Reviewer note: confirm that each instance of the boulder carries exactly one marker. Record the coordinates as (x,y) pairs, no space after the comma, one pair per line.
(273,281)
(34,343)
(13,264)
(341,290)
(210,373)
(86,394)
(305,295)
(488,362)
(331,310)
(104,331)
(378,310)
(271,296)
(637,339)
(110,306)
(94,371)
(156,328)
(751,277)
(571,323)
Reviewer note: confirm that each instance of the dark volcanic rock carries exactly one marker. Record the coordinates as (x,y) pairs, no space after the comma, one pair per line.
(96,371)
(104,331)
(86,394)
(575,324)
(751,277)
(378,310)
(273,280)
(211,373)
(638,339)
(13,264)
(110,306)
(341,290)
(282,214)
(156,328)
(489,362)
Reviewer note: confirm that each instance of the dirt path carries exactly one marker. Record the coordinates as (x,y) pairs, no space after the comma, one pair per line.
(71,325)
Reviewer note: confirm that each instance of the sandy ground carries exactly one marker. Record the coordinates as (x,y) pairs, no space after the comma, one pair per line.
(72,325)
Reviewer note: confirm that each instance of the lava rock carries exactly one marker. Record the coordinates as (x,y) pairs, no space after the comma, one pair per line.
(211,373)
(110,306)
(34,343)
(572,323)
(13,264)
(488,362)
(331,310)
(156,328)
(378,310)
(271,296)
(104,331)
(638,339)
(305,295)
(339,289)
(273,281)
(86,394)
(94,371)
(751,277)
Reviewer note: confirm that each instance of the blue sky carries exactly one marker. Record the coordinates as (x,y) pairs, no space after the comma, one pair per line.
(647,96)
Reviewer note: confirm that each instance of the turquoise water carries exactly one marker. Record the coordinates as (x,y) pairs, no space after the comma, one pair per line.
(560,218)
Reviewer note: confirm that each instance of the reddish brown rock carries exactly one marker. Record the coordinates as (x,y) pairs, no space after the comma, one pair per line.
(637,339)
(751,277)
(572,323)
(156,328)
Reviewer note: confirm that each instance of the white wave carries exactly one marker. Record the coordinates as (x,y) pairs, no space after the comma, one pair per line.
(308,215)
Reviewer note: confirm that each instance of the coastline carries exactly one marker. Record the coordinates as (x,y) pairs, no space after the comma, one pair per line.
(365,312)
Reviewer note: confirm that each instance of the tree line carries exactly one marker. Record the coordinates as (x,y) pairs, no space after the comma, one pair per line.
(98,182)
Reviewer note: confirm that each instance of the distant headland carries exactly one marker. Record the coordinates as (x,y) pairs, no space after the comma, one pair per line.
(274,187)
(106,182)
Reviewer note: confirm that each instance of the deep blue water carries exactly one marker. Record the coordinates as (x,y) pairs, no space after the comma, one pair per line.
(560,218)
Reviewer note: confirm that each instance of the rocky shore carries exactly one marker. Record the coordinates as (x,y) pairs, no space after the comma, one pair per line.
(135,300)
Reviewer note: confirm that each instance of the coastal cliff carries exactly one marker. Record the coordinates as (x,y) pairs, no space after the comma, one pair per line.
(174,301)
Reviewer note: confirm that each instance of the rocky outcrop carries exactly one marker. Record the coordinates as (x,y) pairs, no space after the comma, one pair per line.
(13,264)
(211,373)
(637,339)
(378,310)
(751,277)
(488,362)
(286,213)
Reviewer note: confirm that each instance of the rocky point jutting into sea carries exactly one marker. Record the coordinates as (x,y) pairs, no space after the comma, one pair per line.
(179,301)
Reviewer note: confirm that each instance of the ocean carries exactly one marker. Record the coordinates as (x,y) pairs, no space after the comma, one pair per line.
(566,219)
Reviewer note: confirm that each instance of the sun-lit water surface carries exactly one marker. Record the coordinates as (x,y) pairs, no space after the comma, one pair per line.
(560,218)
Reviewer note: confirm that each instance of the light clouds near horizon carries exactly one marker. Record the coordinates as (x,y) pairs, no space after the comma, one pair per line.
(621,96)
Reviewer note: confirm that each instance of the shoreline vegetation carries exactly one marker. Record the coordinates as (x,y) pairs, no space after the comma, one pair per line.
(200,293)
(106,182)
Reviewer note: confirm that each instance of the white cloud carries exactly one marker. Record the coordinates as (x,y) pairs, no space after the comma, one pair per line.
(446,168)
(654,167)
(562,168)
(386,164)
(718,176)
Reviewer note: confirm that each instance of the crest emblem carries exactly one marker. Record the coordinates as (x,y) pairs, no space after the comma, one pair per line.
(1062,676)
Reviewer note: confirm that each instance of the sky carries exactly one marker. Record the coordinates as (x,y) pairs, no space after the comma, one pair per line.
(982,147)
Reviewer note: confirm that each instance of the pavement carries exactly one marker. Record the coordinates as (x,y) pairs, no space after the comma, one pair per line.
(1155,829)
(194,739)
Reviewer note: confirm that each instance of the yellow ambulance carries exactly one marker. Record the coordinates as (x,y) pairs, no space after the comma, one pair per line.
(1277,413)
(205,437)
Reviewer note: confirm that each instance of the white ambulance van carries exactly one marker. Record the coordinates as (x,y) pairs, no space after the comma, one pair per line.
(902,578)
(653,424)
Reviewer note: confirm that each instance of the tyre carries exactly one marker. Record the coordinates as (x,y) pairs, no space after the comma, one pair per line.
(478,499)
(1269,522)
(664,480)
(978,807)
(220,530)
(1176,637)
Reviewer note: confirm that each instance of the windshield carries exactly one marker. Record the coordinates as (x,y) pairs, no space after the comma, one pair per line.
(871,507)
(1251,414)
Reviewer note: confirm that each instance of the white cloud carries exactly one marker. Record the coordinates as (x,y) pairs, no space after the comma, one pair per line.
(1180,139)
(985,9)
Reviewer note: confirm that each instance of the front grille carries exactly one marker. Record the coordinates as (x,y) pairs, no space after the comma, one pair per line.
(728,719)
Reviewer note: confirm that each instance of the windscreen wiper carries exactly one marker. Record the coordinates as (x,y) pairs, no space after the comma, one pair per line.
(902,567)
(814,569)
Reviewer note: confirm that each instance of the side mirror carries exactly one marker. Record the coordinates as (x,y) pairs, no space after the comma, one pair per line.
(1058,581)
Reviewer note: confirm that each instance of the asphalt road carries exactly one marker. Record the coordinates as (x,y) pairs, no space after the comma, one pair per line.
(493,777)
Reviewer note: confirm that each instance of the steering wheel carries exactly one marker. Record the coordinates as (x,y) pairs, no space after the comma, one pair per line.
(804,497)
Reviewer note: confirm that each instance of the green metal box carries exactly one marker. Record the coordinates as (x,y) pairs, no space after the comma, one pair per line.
########
▶ Required task: Retype the material in full, character for character.

▶ Solution to this exercise:
Reviewer note: confirm that each instance of the boulder carries exactly one marker. Record the coordinates as (x,y) pairs, no space after the comma, one pair per line.
(273,281)
(34,343)
(13,264)
(341,290)
(210,373)
(86,394)
(305,295)
(488,362)
(331,310)
(104,331)
(378,310)
(271,296)
(637,339)
(110,306)
(94,371)
(156,328)
(751,277)
(571,323)
Reviewer note: confirm that each instance of the dark volcanic rock carries exactly one marker. Record the coordinates as (x,y) pairs, no space after the comma, one pair per line.
(96,371)
(104,331)
(86,394)
(575,324)
(751,277)
(378,310)
(273,280)
(211,373)
(638,339)
(13,264)
(110,306)
(341,290)
(282,214)
(156,328)
(489,362)
Reviewer note: confirm that each instance of the dirt path carries exactly one marker. Record the coordinates as (x,y) pairs, no space after the comma, one pair per line.
(71,325)
Reviewer note: confirm that each instance of the sandy ground carries exactly one marker. Record the coordinates as (x,y) pairs, no space after the comma, one pair per line.
(72,325)
Reviewer note: confirm that each instance of the lava rock carries exactly one marker. Record the coordinates as (x,y) pairs, no space after the comma, one pair per line.
(211,373)
(110,306)
(34,343)
(572,323)
(13,264)
(488,362)
(331,310)
(156,328)
(378,310)
(271,296)
(104,331)
(638,339)
(305,295)
(339,289)
(273,281)
(86,394)
(94,371)
(751,277)
Reviewer note: confirm that each instance of the blue sky carries exactly one marker. Record the coordinates as (x,y) pairs, no space after the comma, one pair per line.
(647,96)
Reviewer note: confirm that each instance of the turquoise water carries exactly one marker. Record the coordinates as (x,y) pairs, no space after the comma, one pair per line.
(560,218)
Reviewer note: confirm that each instance of the reddish brown rock carries exactly one marker. Record the coordinates as (x,y) pairs, no space after the comma, one pair per line.
(637,339)
(751,277)
(572,323)
(156,328)
Reviewer note: confirm that each instance of the white wave carries exactly one marker. Record the coordinates as (x,y) pairs, no space after the comma, one pair per line.
(308,215)
Reviewer note: confirm that each instance of the coastline carries exactly one marker. Record the coordinates as (x,y) pairs, no space after the comma, one pair per line.
(365,312)
Reviewer note: confirm that each instance of the tree line carries exactly one marker. Record the coordinates as (x,y) pairs, no space after the comma, one pair per line.
(98,182)
Reviewer note: confirm that each instance of the distant headland carries exactly one marker. Record the coordinates as (x,y) pairs, no space after the comma, one pair per line.
(274,187)
(106,182)
Reviewer note: confirm that each instance of the deep blue water carries exactly one marker. Record the coordinates as (x,y) pairs, no space after the comma, one pair per line.
(560,218)
Reviewer note: confirm that each instance of the rocky shore carries exactly one marker. Record the coordinates as (x,y) pairs, no space after the comma, one pair per line.
(135,300)
Reviewer note: confirm that each instance of the coastal cliff carries exactly one marker. Record the coordinates as (x,y) pairs, no space after the comma, one pair per line.
(174,301)
Reviewer note: confirm that each instance of the rocky outcrop carries exactly one marker. Record the coordinates as (x,y) pairs, no space after the comma, one pair per line.
(13,264)
(211,373)
(637,339)
(378,310)
(751,277)
(488,362)
(286,213)
Reviewer note: confirm that each instance of the rocky point jutting into sea carries exactly one marker. Record the coordinates as (x,y) pairs, no space after the comma, one pair per line.
(179,301)
Reviewer note: confirm that each instance of the ocean carries exactly one marker. Record the coordinates as (x,y) pairs, no space after the comma, one pair per line.
(566,219)
Reviewer note: confirm that each instance of the sun-lit water surface carries exactly one marker. Record the coordinates as (x,y) pairs, no space after the comma, one pair per line.
(560,218)
Reviewer note: confirm that each instance of the light clouds near horizon carries exactly one marker. Record the coordinates as (x,y) pairs, no space after the comma, one pair per line.
(621,96)
Reviewer note: confirm that each instance of the shoreline vegetation carries exactly one marker. Record the coordinates as (x,y) pairs, no space after the comma, one pair per line.
(200,293)
(106,182)
Reviewer note: confirm that each instance of the white cloud carries exactly one marker. Record the coordinates as (x,y) pairs, no space after the comma, one pair per line.
(446,168)
(654,167)
(562,168)
(386,164)
(718,176)
Reviewer note: confirm that each instance of the crest emblem carries exactly one marker. Record the coordinates as (x,y) pairs, no space after the comma, one pair per line.
(1062,676)
Reviewer note: confirm that each instance of the sky carries exactly one marker. Record the coordinates as (x,y) pairs, no space after the comma, one pair per line.
(982,147)
Reviewer note: confirm that each instance of the pavement carries exactly one marker. Record the coordinates as (x,y) pairs, no space after the comma, one pair per line.
(1155,829)
(194,739)
Reviewer note: confirm that each instance of the yellow ambulance carries exactly one marker. Record the coordinates as (x,y) pairs, no space after the comma, one pair per line.
(1277,413)
(205,437)
Reviewer note: confirm that each instance of the white ambulance van carries exactly one marker. Record the coordinates as (x,y) pairs, no space after the comma, one pair per line.
(902,578)
(653,424)
Reviewer note: confirm that each instance of the tyre carries exactly one marker. Record the coordinates as (x,y) pairs, no space after the comma, one pair per line.
(478,499)
(1269,522)
(664,480)
(978,807)
(220,530)
(1176,637)
Reviewer note: confirm that each instance of the windshield carries exactly one marker. Record the coordinates as (x,y) pairs, no space after the comma, one pair per line.
(871,507)
(1251,414)
Reviewer note: confirm that each instance of the white cloud carries exactly one marker. Record the coordinates as (x,y) pairs, no space after the comma, one pair per line.
(1180,139)
(985,9)
Reviewer note: confirm that each instance of the front grille carries exactly one marker. Record the coordinates as (x,y) pairs, no space after the comma, one pair per line.
(728,719)
Reviewer note: confirm that each instance of the windscreen wiper carries exactly one marker. Record the coordinates as (x,y) pairs, no space after the comma, one pair per line.
(902,567)
(814,569)
Reviewer note: confirm that each instance of the side mirror carries exactly one marker. Record the coordinates as (x,y) pairs, no space after the comma, one pair per line.
(1058,581)
Reviewer note: confirm that each instance of the asphalt road carries exactly one marker. Record the coordinates as (x,y) pairs, no space after the comma, one pair per line.
(493,777)
Reviewer note: confirm that each instance of the steering wheel carries exactly one marker. Record the coordinates as (x,y) pairs, no space after the comma, one pair per line.
(804,497)
Reviewer note: confirm that each instance of the green metal box carries exactly one marker. Record the coordinates as (x,y) pairs, no space after the comma, one pair per line.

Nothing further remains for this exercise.